— SUPPLIED INFORMATION —

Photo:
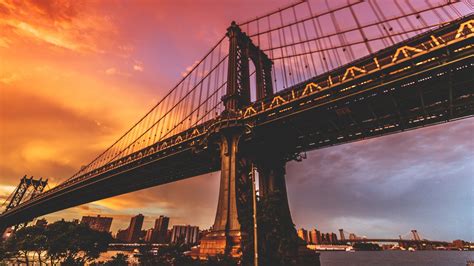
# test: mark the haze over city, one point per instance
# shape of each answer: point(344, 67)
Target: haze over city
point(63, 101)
* * *
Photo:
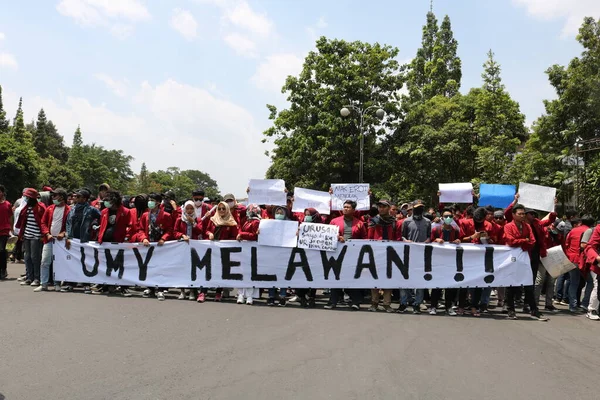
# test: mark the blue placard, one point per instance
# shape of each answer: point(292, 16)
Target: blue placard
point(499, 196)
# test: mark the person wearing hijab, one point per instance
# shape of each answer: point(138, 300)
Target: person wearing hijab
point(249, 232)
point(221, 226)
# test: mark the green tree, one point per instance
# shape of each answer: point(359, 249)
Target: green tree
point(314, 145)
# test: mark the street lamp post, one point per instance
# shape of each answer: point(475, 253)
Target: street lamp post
---
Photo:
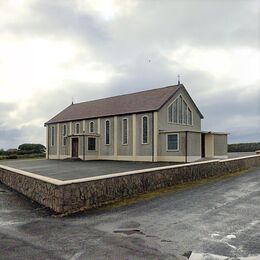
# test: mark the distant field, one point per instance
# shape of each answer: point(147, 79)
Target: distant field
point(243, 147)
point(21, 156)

— EXERCISE PROMPT —
Only one stretch of the data above is needed. Restate it word for word, from the line containing "Target: blue placard" through the line containing "Target: street lamp post", both ends included.

— EXERCISE ANSWER —
Target: blue placard
point(499, 196)
# test: mark the person wearing hijab, one point per instance
# shape of each answer: point(138, 300)
Target: person wearing hijab
point(249, 232)
point(221, 226)
# test: mark the green tree, one point per instance
# shape of each answer: point(359, 249)
Target: green tree
point(314, 145)
# test: mark the street lamp post, one point per instance
# shape of each answer: point(475, 253)
Target: street lamp post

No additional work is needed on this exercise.